> Work to be completed
Count lines, not occurrences: report how many lines in the records hold the string "lawn", and nothing else.

> Material provided
::::::

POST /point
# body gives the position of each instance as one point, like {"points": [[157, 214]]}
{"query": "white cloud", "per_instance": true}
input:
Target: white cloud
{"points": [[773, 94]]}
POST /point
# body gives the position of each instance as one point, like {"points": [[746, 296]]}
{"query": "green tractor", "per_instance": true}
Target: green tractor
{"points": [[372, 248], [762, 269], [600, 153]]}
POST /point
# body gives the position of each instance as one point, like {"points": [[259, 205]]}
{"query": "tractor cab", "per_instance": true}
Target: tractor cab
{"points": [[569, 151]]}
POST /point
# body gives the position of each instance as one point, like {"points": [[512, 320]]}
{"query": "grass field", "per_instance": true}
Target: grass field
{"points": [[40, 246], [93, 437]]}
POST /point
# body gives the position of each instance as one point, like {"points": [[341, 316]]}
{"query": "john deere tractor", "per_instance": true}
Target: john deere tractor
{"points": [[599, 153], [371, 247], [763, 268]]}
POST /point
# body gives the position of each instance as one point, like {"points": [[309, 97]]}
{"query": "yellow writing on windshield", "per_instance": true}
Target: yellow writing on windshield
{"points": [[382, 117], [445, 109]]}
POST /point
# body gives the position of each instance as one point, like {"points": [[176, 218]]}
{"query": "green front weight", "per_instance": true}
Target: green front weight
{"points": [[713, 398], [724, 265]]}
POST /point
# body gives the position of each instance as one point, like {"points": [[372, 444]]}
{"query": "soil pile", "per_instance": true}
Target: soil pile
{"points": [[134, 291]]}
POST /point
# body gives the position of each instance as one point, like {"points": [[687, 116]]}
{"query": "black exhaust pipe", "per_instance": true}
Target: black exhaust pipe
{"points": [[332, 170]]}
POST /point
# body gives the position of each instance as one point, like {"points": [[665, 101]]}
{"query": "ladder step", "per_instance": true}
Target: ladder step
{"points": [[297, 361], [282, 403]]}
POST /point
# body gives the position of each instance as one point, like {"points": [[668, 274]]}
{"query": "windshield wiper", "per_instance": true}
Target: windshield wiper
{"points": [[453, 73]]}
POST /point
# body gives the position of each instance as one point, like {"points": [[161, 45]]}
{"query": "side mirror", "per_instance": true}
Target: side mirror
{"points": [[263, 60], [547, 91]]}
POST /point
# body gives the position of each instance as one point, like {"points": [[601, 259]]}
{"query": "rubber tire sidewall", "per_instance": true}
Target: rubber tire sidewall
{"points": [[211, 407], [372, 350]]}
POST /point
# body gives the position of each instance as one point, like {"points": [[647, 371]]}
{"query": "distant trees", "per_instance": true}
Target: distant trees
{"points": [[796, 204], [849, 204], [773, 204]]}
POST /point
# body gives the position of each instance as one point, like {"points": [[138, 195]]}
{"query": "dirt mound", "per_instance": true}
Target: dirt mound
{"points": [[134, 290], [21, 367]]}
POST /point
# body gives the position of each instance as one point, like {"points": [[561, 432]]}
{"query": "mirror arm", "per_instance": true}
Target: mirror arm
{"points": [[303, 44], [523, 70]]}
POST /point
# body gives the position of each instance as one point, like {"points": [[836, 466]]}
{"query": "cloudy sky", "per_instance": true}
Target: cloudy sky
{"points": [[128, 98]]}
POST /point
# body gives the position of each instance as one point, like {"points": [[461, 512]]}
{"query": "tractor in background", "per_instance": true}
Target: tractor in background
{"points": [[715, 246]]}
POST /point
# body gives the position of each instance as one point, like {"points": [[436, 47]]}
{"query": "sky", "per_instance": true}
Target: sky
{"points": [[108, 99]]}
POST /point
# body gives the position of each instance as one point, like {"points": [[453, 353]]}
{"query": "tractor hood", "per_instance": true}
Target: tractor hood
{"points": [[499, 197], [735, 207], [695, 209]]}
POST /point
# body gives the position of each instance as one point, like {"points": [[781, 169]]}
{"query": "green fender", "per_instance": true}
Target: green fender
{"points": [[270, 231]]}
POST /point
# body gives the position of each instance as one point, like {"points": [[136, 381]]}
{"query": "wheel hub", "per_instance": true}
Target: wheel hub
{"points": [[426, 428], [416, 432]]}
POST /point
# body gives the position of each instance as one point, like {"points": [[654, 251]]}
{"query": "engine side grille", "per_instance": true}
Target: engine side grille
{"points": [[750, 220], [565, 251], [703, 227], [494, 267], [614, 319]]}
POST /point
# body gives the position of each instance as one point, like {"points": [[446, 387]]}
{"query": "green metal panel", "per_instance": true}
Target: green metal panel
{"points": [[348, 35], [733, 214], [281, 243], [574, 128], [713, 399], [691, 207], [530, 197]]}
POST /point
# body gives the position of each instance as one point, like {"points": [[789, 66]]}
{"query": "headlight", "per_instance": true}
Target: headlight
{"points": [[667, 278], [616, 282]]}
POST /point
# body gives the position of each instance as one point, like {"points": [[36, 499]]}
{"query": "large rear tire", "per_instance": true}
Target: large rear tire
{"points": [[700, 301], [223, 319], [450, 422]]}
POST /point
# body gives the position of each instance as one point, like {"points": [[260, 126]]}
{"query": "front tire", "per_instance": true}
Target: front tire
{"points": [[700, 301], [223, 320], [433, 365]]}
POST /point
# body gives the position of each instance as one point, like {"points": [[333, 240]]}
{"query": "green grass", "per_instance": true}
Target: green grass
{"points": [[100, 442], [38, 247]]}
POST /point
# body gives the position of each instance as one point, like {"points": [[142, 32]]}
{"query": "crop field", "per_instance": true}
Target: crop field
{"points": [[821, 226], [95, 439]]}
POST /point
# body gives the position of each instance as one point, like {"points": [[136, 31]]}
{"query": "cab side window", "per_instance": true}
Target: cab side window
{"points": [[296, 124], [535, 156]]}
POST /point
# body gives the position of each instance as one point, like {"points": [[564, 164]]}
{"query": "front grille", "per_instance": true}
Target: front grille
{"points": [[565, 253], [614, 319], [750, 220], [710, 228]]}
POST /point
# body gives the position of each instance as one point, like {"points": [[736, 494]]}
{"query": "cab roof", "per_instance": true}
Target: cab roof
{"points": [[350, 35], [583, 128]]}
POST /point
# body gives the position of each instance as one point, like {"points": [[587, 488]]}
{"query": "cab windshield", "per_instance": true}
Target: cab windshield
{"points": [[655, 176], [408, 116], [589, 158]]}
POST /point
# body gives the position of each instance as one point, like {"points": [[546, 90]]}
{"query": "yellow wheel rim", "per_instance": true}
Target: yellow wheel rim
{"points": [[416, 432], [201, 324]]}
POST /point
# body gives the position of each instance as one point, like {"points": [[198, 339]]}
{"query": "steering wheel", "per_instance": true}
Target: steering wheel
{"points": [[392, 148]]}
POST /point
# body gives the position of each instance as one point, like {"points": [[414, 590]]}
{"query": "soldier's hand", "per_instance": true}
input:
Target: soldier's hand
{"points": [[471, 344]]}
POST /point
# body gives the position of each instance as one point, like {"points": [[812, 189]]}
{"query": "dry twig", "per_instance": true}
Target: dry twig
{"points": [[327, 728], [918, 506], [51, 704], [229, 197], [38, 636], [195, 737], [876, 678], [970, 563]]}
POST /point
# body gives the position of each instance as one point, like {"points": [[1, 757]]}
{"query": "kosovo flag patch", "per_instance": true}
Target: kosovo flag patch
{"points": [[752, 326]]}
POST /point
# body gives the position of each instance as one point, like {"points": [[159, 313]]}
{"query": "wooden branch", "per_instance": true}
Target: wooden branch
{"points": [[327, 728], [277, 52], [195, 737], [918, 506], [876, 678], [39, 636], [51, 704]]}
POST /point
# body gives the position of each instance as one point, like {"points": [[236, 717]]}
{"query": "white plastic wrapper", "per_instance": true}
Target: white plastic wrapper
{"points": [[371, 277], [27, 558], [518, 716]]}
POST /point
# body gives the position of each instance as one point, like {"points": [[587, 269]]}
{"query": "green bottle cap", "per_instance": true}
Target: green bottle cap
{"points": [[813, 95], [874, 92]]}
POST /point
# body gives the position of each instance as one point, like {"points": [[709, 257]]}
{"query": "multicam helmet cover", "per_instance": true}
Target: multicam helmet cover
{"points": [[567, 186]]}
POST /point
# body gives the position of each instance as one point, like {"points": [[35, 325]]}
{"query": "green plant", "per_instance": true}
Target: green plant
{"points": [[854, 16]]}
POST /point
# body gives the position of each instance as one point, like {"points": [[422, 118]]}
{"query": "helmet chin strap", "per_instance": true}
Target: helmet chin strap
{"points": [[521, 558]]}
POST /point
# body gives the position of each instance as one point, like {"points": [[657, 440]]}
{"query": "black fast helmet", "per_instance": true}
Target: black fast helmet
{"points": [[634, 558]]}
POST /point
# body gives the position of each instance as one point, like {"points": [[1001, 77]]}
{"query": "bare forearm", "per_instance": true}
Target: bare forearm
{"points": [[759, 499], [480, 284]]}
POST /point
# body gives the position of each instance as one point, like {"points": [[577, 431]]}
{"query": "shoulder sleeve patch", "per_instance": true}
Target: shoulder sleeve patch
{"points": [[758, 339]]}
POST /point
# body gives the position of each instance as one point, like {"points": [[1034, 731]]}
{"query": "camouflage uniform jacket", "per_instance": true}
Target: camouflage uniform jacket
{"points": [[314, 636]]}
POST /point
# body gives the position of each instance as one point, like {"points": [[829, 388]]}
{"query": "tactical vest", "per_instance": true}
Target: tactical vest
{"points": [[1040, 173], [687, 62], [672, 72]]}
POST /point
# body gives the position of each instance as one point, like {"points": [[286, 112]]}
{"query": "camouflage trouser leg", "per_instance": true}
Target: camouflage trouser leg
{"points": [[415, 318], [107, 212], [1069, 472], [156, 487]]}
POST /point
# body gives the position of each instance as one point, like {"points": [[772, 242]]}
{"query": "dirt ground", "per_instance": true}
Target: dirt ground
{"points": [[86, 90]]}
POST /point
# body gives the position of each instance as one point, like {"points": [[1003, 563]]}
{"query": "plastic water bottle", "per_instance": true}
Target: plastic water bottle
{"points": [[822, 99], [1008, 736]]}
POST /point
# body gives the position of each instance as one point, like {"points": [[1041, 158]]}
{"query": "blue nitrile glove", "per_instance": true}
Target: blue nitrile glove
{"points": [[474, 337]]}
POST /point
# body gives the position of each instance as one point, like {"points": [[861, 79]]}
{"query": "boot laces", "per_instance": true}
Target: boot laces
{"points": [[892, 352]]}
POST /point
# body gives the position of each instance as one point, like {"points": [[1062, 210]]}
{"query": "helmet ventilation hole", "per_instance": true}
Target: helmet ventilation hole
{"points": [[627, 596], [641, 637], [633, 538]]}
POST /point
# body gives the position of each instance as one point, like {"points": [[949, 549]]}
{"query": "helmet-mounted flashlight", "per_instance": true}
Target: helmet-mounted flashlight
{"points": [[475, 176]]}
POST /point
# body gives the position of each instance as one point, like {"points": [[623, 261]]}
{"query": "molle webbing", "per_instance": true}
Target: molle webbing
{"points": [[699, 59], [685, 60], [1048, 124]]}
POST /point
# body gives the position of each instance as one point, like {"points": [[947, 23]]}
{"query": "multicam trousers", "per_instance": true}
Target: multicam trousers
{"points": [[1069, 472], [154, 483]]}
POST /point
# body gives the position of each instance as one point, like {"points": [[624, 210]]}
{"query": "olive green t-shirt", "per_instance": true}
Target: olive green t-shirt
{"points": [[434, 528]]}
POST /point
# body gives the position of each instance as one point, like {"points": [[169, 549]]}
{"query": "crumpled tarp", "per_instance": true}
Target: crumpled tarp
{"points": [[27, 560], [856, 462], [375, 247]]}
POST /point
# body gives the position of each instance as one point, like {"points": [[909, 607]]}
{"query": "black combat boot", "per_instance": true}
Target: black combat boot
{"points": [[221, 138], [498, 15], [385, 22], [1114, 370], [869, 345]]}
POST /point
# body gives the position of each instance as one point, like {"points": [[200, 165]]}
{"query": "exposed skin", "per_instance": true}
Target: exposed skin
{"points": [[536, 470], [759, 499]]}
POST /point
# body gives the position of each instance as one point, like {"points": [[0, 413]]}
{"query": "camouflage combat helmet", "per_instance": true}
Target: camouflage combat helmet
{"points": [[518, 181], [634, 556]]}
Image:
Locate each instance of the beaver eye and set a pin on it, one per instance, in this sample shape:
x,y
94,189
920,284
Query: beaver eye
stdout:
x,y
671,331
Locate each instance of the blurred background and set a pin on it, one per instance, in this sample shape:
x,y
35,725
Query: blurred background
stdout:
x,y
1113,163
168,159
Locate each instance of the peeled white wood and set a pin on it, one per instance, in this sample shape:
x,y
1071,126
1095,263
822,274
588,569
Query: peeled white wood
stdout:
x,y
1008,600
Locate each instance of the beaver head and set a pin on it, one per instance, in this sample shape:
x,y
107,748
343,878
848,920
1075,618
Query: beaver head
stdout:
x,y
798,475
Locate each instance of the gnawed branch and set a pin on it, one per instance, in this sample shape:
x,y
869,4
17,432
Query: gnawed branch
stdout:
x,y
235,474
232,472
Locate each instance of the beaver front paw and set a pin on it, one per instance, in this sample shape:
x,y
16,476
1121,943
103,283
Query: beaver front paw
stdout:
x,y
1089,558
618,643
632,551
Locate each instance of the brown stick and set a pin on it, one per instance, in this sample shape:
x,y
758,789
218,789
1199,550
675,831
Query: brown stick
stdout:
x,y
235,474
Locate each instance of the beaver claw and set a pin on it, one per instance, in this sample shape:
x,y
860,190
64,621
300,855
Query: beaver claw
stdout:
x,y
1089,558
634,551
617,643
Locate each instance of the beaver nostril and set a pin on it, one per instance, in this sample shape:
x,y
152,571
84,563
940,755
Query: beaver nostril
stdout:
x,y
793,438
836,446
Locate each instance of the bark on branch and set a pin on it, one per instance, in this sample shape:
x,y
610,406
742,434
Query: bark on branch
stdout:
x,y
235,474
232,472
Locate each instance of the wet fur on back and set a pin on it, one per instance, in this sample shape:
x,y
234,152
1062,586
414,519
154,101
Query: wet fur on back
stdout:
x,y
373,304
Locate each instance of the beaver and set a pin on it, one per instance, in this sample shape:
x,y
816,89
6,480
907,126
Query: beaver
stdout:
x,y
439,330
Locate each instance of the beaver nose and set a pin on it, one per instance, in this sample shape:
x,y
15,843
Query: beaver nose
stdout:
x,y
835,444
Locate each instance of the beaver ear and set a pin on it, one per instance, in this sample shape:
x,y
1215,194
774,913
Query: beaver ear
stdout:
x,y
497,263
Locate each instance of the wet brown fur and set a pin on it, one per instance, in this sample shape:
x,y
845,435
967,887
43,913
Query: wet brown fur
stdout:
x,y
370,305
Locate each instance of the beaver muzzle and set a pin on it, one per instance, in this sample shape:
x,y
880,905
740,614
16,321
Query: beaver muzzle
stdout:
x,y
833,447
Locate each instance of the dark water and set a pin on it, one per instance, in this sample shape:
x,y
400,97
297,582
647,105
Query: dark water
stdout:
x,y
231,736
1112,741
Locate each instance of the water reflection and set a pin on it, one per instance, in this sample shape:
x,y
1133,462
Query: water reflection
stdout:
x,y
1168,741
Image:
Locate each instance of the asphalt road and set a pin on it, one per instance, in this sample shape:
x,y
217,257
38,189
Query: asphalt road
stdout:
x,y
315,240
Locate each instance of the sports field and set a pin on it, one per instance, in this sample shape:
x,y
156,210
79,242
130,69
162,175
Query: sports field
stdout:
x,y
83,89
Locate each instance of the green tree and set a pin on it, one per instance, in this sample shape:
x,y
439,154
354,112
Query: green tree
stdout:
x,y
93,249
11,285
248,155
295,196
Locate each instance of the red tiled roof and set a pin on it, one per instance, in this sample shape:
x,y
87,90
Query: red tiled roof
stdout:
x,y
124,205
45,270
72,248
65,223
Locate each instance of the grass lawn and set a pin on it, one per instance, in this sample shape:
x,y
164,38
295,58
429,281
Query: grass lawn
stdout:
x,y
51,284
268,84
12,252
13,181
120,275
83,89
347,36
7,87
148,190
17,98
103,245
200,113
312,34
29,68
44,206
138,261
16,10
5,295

::::::

> Answer below
2